Give the material once more, word for word, without any images.
--*--
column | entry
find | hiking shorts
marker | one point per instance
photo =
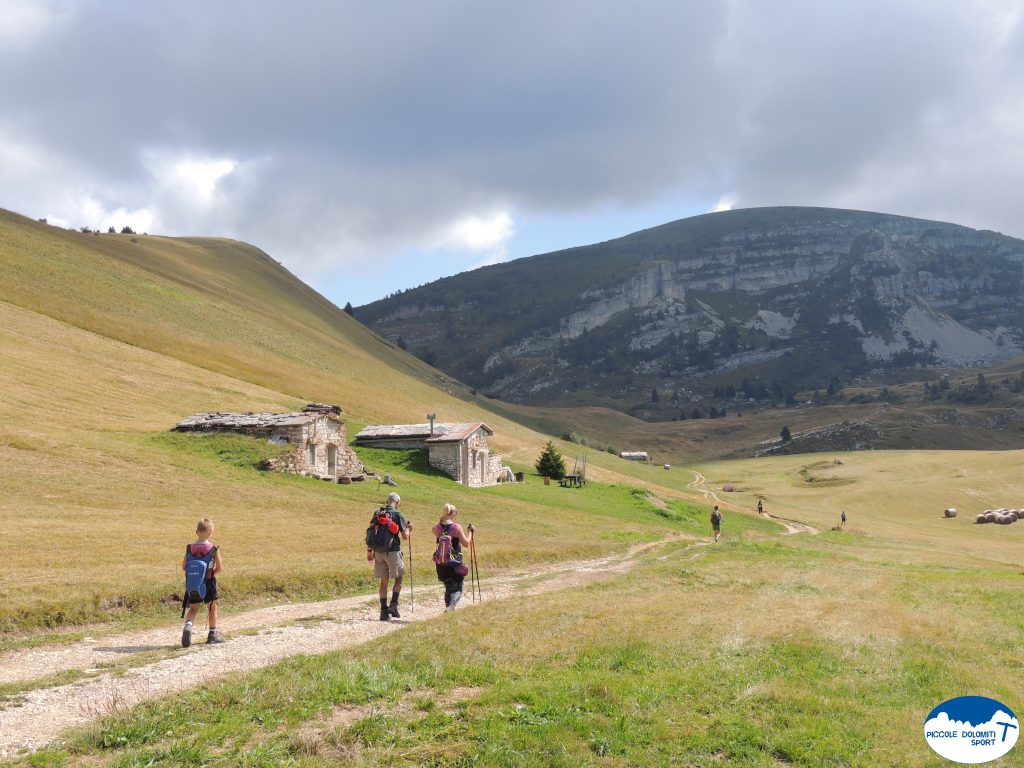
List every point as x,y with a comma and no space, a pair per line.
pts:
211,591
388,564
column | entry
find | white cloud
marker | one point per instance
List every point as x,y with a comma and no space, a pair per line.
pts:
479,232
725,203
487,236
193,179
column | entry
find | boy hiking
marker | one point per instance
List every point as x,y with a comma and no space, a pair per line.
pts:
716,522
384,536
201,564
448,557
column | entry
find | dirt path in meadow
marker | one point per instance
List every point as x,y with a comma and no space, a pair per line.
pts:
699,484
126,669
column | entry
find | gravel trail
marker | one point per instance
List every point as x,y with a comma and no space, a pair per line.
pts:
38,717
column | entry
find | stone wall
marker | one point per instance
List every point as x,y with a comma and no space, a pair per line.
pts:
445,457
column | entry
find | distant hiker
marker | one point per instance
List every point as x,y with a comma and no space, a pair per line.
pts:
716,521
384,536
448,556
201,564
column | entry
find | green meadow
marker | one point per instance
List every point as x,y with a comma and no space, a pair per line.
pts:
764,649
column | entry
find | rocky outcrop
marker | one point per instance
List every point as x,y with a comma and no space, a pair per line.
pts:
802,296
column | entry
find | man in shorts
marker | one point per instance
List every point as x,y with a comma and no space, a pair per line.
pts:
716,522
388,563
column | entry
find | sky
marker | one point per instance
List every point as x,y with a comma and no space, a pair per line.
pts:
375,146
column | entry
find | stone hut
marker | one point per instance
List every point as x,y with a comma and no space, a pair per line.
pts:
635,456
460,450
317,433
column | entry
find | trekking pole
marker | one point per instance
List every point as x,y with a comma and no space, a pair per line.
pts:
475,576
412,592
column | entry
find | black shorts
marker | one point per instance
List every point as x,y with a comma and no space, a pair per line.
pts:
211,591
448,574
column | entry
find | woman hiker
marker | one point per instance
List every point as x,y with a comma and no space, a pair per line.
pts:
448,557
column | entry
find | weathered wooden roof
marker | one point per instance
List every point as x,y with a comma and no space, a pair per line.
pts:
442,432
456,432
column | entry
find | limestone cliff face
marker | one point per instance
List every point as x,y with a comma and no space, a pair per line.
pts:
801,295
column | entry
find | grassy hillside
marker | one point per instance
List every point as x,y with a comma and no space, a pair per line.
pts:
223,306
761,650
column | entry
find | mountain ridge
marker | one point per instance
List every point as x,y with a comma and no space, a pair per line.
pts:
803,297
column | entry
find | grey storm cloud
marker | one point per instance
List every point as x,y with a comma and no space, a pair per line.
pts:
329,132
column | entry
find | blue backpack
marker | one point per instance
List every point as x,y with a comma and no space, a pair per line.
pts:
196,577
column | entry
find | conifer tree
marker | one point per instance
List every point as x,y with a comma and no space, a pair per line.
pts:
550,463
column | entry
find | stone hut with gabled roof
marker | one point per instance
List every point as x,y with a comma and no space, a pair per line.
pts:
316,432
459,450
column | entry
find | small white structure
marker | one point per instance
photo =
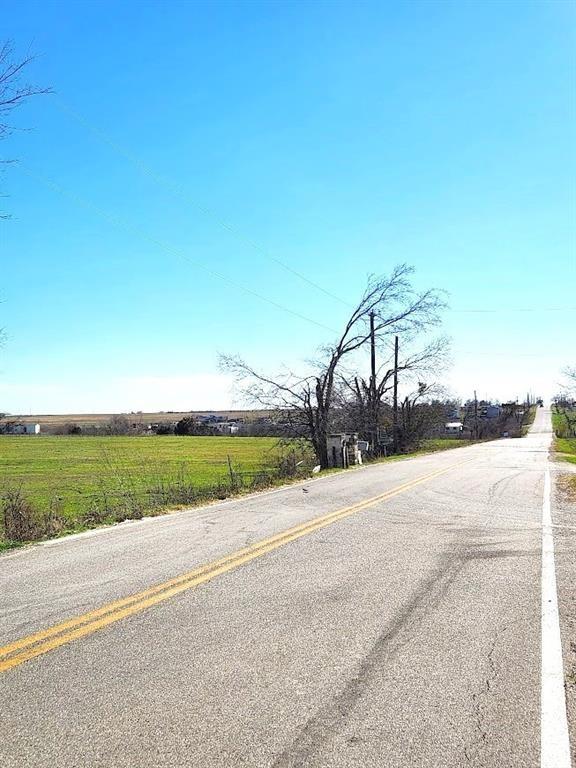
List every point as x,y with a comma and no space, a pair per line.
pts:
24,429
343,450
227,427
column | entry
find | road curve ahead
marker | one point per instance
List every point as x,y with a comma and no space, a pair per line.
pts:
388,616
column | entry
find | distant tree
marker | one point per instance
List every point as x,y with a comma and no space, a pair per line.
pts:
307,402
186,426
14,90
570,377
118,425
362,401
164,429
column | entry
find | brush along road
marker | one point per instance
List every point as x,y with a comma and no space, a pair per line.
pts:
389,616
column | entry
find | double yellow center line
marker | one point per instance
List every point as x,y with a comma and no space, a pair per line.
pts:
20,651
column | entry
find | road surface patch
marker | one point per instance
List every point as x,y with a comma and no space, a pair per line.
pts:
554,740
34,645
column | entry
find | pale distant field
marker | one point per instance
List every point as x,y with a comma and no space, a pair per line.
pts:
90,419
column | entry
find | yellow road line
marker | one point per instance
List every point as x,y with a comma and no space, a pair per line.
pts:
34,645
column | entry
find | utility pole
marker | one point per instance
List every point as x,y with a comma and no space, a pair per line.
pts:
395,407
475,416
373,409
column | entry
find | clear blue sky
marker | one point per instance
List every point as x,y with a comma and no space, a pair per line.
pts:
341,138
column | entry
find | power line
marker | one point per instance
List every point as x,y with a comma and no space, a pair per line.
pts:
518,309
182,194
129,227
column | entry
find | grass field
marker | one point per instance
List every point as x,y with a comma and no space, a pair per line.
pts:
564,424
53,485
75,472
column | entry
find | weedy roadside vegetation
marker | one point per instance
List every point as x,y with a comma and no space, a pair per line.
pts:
--*--
CORRECT RESPONSE:
column | entry
find | hiking shorts
marker | one point per instance
photo =
List every point as x,y with a comma and no space, a pair per line.
pts:
211,591
388,564
column | entry
find | white cloud
marker | one point per instance
List every point as x,y with a comma and no space, a pair per line.
pts:
479,232
725,203
487,236
193,179
column | entry
find | boy hiking
marker | one point per instance
List every point as x,y with a comma and no space, a pair per line.
pts:
716,522
384,536
201,564
448,557
column | entry
find | dirt path in meadow
marker | one point per instance
List every point as x,y with a comma and no space, a pair per line.
pts:
699,484
126,669
column | entry
find | gravel trail
marker | one point per instance
List every point as x,y with a comma and no space, a pair per line.
pts:
38,717
column | entry
find | stone wall
marker | one point per instance
List every point as x,y with a comma and no space, a pair per line.
pts:
445,457
column | entry
find | distant hiker
marker | one point per instance
List every point as x,y with a comma and no space, a pair per line.
pts:
716,521
384,536
448,556
201,564
column | entry
find | green meadow
marker | one point per instance
List every point as x,y with a comma and no space, a pair per line.
pts:
764,649
column | entry
find | rocky outcrop
marker | one point per instance
List every point as x,y with a comma and no space, a pair per line.
pts:
802,296
column | entry
find | man in shorts
marker | one point per instance
List every point as x,y with a comma and no space, a pair per line.
pts:
716,522
388,563
column | entry
find | sky
marker | one point per instance
List every point as x,y with a comma and no space, a pair per line.
pts:
375,146
column | entry
find | stone hut
marker | one point per instance
List every point as x,y with a comma and no space, a pair per line.
pts:
635,456
460,450
317,433
column | entry
find | trekking pole
marker | one point per instance
List every point as x,y with a comma and no space, a pair per line.
pts:
475,576
412,592
column | entry
find | black shorts
marker | one point per instance
List every point as x,y with a comma and no space, a pair per line.
pts:
211,591
448,574
column | entry
find | woman hiker
marker | one point per instance
List every point as x,y with a comma and no space, a pair per line.
pts:
448,557
column | entry
find | weathered wooden roof
marker | one point per instance
List every point as x,y with a comma and no space, a pair per line.
pts:
442,432
456,432
column | entry
find | limestone cliff face
marker | one point per instance
List every point as x,y with a comma and no space, a pair per line.
pts:
801,295
column | entry
find | grassy hillside
marker | one point per instance
List every point as x,y with a comma and no space, a pair per line.
pts:
223,306
761,650
column | entry
find | mountain ridge
marker | one point per instance
List every point as x,y with a comma and no space, a pair per line.
pts:
803,297
column | entry
find | grey storm cloud
marker | one point per instance
List every point as x,y with a comma and no space, a pair per line.
pts:
329,132
column | entry
find | blue backpack
marker | one point per instance
List every point as x,y with a comma and no space, a pair per line.
pts:
196,577
column | entry
find | conifer tree
marker | one point per instance
List every point as x,y with a comma and no space, a pair per line.
pts:
550,463
column | entry
find | stone hut with gabled roof
marker | one point per instance
List every point as x,y with a comma and no space, a pair per line.
pts:
316,432
459,450
column | entry
find | small white structure
marker | one point per instance
photo =
List every point as x,y with a comma and no space, a pair per line.
pts:
24,429
343,450
227,427
column | entry
find | road curve ahead
marker | one point per instance
List every point as x,y with a comma and no space, a pair per line.
pts:
388,616
column | entry
find | distant tree
marker | one point per instance
List every point as x,y with a comma and no space, a pair per line.
pts:
307,402
186,426
14,90
570,377
118,425
362,401
164,429
column | entry
find | brush along road
marker | one point per instance
List every point as x,y with a comma and no space, a pair per line.
pts:
389,616
column | entry
find | double yellow center line
marker | one point per instance
List every point as x,y with a comma and no space, a pair per line.
pts:
20,651
column | entry
find | road surface patch
marker | one point per instance
List every point as x,y with a comma and no space, a pair per line.
pts:
554,740
34,645
column | entry
find | pale distant field
marker | one point per instance
List every point as x,y with a comma and no space, a pair per line.
pts:
90,419
column | entry
find | yellow road line
marker | one point per instance
List every point as x,y with a comma and no space, a pair per line.
pts:
34,645
column | entry
find | utility pole
marker | one point per instance
List every point as x,y with a comma and no space, a pair per line.
pts:
395,407
475,416
373,409
column | entry
find | clear blue sky
marker | one point per instance
List every point as x,y with a comma and no space, a pair per line.
pts:
341,138
column | entry
find | power line
marker | one point per instance
List every point as x,y with a comma and no space, a pair per line.
pts:
518,309
182,194
129,227
column | entry
find | grass field
marker | one point per instance
List every point as x,y with a comma and no space, a pair per line.
pts:
564,424
53,485
75,472
column | entry
find | weedy roadside vegetation
marker | one point per instance
List every point as x,y with a comma and no space, a pair per line.
pts:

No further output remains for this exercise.